> _EXERCISE_: Your output should be the lines of the entries below, exactly, from the first one through the line that holds "Above is an image. Identify where the honey dipper is".
^^^^^^^^^^^^^^^^
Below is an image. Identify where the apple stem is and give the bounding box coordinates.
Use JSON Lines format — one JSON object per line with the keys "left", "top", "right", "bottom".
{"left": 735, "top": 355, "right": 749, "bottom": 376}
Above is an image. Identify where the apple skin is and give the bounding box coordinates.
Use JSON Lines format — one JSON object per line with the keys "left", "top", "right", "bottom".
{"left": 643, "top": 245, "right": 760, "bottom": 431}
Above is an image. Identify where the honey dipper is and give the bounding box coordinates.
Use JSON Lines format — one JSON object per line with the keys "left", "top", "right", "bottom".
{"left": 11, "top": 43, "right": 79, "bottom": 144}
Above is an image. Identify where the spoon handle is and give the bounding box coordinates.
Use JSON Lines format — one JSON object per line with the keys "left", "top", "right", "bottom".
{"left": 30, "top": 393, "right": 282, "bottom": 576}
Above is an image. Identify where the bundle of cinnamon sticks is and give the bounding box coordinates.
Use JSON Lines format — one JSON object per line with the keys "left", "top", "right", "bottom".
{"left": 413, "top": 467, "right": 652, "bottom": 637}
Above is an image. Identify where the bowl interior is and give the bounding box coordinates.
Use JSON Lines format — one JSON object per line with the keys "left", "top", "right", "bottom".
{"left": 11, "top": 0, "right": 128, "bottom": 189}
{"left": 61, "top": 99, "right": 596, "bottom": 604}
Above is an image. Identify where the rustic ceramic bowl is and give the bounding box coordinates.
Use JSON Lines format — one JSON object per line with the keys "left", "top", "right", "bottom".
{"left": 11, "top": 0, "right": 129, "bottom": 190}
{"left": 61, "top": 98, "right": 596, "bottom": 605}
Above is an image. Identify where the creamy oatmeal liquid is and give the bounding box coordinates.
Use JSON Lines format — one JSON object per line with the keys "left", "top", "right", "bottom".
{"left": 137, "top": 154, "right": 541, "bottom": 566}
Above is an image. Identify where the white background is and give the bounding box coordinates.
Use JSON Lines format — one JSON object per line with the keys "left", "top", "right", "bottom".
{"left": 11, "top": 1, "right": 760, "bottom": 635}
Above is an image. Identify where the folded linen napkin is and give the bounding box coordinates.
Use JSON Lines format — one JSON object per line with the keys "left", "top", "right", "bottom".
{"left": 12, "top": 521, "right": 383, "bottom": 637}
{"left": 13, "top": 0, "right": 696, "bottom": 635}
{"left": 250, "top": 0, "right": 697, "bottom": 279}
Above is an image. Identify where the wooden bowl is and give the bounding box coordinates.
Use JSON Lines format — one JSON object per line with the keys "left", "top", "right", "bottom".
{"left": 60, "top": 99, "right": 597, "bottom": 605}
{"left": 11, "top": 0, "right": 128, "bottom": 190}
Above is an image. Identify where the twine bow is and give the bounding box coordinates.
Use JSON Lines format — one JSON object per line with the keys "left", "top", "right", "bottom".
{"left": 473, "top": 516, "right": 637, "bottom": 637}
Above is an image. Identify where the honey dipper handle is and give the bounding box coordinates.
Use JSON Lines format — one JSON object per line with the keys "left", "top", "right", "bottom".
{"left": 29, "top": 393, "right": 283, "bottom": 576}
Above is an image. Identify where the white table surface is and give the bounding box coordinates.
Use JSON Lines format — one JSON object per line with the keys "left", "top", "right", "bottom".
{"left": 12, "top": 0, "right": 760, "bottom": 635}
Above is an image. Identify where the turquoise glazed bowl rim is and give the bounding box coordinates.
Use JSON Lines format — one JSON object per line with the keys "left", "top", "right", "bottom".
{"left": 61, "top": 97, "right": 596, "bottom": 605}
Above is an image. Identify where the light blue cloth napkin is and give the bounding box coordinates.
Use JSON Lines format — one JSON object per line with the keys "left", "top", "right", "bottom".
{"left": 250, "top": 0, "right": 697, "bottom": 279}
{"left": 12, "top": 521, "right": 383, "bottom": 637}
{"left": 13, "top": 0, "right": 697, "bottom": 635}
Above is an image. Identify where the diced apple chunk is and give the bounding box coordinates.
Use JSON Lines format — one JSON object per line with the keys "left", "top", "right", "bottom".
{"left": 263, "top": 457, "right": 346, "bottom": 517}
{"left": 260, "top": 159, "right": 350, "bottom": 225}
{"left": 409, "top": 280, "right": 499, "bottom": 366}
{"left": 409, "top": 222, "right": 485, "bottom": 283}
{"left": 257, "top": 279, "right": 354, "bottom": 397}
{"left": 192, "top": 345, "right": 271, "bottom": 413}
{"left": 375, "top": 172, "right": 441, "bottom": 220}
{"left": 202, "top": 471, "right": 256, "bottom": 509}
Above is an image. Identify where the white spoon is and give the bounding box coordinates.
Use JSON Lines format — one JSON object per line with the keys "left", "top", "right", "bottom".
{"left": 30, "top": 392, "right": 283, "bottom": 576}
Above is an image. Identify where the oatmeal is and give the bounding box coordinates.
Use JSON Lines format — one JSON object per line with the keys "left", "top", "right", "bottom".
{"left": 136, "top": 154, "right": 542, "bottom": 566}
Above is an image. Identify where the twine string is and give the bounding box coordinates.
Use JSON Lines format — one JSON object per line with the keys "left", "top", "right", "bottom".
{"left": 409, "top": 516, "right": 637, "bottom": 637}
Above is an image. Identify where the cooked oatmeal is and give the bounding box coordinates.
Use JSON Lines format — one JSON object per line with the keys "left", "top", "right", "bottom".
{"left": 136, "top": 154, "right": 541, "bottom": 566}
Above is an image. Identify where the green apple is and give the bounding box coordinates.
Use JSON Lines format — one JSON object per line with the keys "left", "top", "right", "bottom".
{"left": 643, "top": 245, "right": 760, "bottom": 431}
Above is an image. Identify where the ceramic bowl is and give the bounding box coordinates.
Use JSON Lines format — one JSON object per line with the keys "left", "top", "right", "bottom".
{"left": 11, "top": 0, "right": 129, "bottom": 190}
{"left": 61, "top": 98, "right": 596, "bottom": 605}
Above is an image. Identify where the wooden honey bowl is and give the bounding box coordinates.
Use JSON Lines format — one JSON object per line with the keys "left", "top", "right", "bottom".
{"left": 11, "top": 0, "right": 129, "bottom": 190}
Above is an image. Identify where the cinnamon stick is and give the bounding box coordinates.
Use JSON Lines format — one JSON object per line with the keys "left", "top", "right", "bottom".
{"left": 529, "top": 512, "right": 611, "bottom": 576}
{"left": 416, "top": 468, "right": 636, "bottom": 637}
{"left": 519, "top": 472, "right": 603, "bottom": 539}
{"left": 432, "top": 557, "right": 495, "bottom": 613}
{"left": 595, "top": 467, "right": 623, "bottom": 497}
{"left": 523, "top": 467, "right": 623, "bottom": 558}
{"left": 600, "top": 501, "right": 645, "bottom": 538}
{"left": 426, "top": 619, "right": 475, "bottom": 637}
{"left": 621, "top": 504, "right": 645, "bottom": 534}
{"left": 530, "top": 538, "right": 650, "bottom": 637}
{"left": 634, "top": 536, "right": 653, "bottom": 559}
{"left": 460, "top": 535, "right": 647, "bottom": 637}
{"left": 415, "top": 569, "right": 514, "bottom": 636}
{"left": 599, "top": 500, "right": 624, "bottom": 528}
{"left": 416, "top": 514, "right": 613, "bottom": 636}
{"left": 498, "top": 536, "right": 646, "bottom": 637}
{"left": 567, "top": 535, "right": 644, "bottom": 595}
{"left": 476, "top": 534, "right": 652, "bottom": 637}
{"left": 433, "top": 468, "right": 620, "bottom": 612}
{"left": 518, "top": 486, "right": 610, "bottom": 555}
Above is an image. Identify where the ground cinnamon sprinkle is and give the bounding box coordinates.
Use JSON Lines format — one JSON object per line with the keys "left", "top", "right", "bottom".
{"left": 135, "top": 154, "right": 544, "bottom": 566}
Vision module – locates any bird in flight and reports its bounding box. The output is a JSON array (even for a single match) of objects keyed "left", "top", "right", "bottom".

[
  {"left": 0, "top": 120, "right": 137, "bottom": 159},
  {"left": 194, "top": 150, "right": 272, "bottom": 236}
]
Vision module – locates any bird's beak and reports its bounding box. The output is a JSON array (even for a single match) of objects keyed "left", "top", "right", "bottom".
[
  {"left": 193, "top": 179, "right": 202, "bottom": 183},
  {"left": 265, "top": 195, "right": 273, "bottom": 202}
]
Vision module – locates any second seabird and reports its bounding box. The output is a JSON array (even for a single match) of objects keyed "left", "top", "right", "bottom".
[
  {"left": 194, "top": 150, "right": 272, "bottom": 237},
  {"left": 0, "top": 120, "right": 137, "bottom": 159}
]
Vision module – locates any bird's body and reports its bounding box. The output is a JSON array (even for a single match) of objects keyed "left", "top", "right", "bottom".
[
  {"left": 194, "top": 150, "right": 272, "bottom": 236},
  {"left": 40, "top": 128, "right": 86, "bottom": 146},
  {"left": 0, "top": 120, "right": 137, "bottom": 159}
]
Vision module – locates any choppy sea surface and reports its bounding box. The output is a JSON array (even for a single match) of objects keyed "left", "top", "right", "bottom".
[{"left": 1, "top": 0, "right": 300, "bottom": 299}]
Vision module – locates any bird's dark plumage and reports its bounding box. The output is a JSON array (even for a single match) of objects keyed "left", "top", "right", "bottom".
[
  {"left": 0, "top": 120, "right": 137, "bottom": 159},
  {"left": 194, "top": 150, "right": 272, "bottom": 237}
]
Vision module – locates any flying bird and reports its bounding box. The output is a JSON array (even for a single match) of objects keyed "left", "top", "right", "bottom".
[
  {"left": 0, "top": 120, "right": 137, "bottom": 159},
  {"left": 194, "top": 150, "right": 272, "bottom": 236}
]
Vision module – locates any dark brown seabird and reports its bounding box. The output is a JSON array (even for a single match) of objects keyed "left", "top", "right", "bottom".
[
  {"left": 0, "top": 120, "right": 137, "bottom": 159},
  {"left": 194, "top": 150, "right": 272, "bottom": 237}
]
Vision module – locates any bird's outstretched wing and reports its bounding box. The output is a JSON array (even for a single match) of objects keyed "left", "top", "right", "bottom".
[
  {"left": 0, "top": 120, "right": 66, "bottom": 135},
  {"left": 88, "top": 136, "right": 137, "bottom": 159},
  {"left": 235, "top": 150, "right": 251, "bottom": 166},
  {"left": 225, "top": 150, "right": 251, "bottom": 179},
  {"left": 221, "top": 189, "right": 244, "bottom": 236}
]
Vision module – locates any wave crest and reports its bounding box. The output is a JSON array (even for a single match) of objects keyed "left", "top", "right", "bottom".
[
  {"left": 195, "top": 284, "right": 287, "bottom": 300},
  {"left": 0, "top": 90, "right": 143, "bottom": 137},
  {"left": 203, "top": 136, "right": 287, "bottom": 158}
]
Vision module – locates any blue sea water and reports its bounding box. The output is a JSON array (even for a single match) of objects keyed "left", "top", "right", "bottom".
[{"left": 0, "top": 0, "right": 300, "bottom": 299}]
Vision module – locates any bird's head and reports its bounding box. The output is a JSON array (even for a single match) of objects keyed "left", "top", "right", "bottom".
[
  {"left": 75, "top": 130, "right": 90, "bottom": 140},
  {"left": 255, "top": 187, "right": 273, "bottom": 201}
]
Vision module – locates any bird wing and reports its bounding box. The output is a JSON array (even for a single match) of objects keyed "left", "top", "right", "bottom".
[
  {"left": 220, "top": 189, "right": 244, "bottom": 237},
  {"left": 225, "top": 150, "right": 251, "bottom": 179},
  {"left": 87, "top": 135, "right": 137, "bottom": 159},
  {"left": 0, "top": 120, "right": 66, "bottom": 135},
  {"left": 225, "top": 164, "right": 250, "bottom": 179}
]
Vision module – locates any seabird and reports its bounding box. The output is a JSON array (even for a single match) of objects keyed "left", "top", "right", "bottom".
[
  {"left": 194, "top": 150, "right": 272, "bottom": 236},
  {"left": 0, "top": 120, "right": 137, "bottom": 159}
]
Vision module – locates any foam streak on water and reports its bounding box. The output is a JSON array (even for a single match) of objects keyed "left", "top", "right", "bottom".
^^^^^^^^^^^^^^^^
> _TASK RESPONSE_:
Below is an image. Identify where the apple stem is and give the bounding box coordinates.
Use JSON Lines format — one JSON object per line with the keys "left", "top", "right", "bottom".
{"left": 735, "top": 355, "right": 749, "bottom": 376}
Above is an image. Identify where the apple skin is and give the bounding box coordinates.
Use JSON Lines format — one JSON object per line with the keys "left", "top", "right", "bottom".
{"left": 643, "top": 245, "right": 760, "bottom": 431}
Above is an image. Identify where the honey dipper is and give the bounding box coordinates.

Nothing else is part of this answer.